Dataset records on object locations:
-------------------------
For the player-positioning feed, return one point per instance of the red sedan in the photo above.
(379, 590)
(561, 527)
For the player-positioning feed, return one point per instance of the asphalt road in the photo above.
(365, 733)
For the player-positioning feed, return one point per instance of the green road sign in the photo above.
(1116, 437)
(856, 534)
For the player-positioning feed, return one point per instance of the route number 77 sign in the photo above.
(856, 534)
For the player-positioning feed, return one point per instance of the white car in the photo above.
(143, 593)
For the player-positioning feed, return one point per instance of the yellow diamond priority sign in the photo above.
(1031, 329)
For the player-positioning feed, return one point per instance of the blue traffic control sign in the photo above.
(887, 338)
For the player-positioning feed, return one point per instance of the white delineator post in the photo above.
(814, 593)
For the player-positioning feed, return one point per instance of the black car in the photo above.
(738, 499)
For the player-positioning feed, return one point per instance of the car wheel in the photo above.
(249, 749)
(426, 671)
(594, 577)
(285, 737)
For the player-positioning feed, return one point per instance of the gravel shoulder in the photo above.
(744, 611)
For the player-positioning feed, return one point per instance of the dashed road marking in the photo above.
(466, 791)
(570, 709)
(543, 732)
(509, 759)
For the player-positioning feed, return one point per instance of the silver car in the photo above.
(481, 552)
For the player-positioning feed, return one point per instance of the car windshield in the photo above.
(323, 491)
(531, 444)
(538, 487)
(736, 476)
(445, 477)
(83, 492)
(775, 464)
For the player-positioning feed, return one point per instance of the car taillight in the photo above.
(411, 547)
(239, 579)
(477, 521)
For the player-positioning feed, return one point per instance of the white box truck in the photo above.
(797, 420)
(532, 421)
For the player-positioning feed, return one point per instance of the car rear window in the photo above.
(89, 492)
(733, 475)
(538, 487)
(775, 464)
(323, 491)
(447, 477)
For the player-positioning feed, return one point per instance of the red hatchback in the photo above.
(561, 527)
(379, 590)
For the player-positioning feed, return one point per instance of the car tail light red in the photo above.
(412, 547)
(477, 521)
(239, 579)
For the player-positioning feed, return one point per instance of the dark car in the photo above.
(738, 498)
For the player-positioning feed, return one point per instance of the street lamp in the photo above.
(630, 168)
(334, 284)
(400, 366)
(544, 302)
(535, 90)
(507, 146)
-------------------------
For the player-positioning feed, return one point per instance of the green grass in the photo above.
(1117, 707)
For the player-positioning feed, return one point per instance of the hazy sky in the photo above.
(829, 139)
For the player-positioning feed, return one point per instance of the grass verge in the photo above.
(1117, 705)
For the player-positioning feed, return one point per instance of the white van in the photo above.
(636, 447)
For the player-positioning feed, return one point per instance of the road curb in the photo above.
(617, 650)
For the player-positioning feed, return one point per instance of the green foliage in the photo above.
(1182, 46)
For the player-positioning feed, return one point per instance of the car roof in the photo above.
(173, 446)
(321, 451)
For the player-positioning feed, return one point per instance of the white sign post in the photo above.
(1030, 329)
-------------------------
■ **What you will do**:
Report each line of the records above that contains the word "grass". Case counts.

■ **Completed exercise**:
For the player-positioning feed, return one point per instance of the green grass in the photo above.
For the player-positioning feed, return one point per instance of the grass verge in the photo above.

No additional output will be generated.